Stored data
╔══
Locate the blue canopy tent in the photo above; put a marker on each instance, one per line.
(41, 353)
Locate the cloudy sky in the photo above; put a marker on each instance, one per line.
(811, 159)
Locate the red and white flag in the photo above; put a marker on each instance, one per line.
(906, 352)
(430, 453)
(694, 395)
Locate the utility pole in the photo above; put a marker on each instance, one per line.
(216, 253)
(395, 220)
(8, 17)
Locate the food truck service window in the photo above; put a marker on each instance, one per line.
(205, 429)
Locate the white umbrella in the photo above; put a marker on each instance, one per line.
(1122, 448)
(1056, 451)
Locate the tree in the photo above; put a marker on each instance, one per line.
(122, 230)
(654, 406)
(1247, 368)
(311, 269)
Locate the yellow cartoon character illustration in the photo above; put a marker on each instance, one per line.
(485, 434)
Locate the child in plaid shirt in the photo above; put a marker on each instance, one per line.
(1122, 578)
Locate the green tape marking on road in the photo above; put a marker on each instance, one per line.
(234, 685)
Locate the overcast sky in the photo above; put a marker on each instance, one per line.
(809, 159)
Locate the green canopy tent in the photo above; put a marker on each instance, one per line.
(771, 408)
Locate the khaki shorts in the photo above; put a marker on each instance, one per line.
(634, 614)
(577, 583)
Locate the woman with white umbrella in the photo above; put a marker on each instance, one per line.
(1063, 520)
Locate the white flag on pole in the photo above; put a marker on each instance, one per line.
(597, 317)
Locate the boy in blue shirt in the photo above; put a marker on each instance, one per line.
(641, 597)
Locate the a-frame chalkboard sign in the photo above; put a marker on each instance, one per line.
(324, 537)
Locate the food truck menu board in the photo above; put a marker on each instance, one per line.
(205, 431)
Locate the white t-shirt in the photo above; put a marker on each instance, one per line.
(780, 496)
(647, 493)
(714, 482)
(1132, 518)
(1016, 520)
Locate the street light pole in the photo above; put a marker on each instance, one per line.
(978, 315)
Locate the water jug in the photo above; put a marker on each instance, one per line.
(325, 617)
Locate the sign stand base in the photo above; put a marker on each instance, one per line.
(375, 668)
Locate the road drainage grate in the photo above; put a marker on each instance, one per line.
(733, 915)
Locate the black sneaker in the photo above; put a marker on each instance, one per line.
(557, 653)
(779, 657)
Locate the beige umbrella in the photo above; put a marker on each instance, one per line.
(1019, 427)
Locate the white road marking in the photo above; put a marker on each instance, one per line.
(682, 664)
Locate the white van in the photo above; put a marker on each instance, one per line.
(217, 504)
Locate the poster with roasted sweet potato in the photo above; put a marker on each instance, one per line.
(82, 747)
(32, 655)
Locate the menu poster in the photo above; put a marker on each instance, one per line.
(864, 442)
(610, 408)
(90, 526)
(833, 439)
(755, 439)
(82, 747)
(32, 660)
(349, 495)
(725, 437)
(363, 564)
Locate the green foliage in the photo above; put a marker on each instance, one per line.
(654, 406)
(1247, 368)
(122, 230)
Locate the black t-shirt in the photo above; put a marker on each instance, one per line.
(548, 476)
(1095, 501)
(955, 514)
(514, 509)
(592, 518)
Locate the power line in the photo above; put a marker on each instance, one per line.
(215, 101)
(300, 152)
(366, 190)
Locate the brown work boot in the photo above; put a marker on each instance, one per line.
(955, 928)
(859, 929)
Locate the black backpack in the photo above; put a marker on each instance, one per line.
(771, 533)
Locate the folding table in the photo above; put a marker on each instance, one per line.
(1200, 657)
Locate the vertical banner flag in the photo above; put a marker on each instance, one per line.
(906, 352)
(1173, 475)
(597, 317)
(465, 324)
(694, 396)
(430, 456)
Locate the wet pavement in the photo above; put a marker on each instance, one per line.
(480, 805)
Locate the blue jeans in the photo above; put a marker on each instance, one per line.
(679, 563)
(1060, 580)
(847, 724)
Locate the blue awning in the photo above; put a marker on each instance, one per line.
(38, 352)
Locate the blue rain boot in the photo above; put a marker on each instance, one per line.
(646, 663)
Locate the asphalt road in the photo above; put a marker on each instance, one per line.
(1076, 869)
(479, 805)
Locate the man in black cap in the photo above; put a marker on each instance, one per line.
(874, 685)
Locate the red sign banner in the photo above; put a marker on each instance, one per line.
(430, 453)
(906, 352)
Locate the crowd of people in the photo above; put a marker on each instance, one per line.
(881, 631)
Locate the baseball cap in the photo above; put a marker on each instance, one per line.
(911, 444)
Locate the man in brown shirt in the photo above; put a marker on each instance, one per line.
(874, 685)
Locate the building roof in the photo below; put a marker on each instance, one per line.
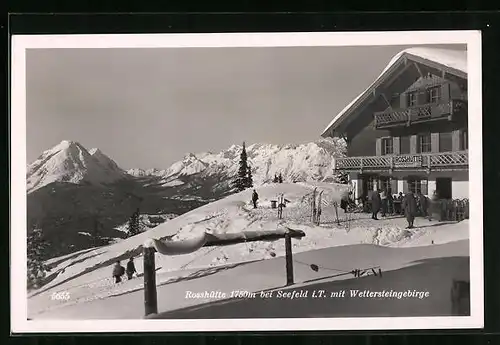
(453, 61)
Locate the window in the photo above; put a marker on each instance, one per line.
(412, 99)
(386, 184)
(404, 145)
(387, 148)
(464, 140)
(445, 142)
(434, 94)
(417, 185)
(424, 143)
(370, 183)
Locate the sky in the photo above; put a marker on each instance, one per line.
(149, 107)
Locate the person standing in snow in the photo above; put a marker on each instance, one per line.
(435, 211)
(130, 268)
(383, 202)
(344, 201)
(423, 204)
(255, 197)
(376, 201)
(410, 208)
(118, 272)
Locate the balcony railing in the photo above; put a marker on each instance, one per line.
(420, 113)
(426, 161)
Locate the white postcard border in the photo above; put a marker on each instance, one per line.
(19, 322)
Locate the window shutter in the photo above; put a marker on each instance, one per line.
(445, 92)
(413, 144)
(434, 142)
(403, 103)
(396, 146)
(422, 97)
(405, 186)
(378, 147)
(394, 186)
(424, 184)
(455, 141)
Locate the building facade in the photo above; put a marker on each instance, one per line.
(409, 130)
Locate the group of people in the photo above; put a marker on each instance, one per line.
(119, 271)
(411, 204)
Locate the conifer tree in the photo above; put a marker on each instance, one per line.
(97, 239)
(133, 224)
(342, 177)
(36, 254)
(241, 181)
(250, 178)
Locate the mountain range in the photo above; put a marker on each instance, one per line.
(72, 190)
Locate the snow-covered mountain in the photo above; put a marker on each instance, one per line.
(70, 162)
(297, 163)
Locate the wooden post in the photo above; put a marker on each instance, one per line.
(289, 259)
(336, 213)
(150, 297)
(460, 298)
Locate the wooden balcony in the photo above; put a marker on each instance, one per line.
(441, 161)
(417, 114)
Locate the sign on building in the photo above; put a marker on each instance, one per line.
(408, 161)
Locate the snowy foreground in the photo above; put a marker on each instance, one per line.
(358, 242)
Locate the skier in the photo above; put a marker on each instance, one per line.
(383, 201)
(275, 180)
(410, 208)
(423, 202)
(281, 204)
(344, 201)
(118, 272)
(130, 268)
(376, 201)
(255, 197)
(435, 211)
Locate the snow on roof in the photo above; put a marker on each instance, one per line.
(453, 59)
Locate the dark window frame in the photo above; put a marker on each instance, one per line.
(386, 143)
(415, 184)
(424, 146)
(412, 99)
(464, 139)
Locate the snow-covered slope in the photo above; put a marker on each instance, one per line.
(71, 162)
(302, 162)
(233, 214)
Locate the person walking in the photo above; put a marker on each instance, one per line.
(375, 201)
(424, 205)
(390, 202)
(255, 198)
(344, 200)
(410, 208)
(118, 272)
(131, 268)
(383, 201)
(435, 209)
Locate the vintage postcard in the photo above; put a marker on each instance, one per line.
(222, 182)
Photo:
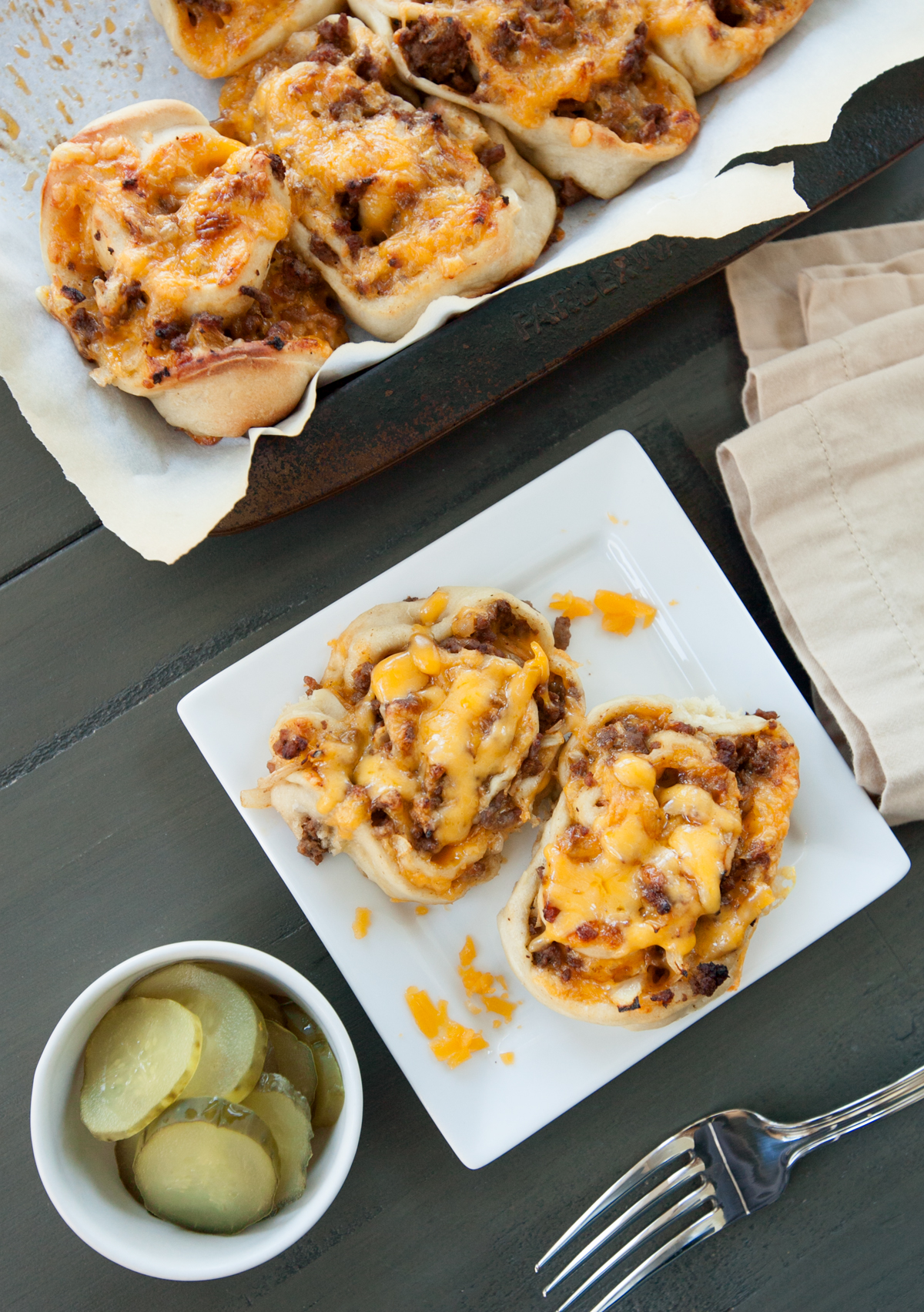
╚══
Rewrite the lines starting with the line that contains "Locate the brown" and going on through the line that contains "(1200, 657)", both included, and offset every coordinate value in the answers by +36. Reproduce the item lines unchanged.

#### Exercise output:
Locate the brown work boot in the photo above; put a marker on each instance, one per line.
(991, 964)
(895, 965)
Locate the black backpack in the photo above; put a marker on each instance, one per line.
(807, 569)
Locate the folding table in the photo above; put a marker on each instance, one per line.
(1236, 693)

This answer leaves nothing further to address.